Gathered data entries
=-=-=-=-=

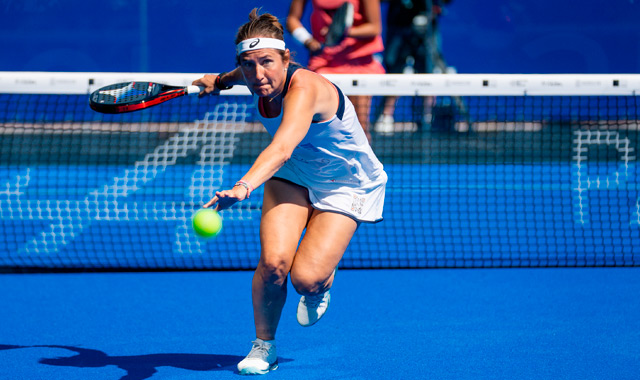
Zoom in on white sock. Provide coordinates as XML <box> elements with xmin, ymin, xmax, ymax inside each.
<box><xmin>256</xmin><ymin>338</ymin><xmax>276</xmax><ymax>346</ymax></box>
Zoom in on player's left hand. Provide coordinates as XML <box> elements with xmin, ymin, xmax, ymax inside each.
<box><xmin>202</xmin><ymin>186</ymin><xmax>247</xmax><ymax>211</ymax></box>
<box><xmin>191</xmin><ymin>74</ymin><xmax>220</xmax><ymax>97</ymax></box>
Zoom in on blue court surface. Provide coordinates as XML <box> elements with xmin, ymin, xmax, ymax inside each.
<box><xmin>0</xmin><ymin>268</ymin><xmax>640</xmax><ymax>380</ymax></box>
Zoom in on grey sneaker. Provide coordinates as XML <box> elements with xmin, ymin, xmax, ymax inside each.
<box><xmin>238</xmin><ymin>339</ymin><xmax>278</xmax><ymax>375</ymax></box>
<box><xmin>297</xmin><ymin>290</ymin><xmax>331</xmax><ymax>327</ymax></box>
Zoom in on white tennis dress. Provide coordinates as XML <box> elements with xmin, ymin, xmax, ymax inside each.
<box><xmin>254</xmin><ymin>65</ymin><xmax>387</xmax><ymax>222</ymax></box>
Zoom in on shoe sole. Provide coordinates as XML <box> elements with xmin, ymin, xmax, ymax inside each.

=-=-=-=-=

YOUR GOAL: Can you render the lines of the listing as a Markdown table with the columns Row and Line, starting at the line that contains "Zoom in on white tennis" and ending with the final line of the listing, leaving out any blank lines?

TASK RESULT:
| Row | Line |
|---|---|
| 1 | Zoom in on white tennis dress. Provide coordinates as XML <box> elements with xmin, ymin, xmax, ymax inside each. |
| 2 | <box><xmin>254</xmin><ymin>65</ymin><xmax>387</xmax><ymax>222</ymax></box> |
| 3 | Zoom in on shoe sole. Provide coordinates as XML <box> elements with xmin, ymin, xmax, ymax inside each. |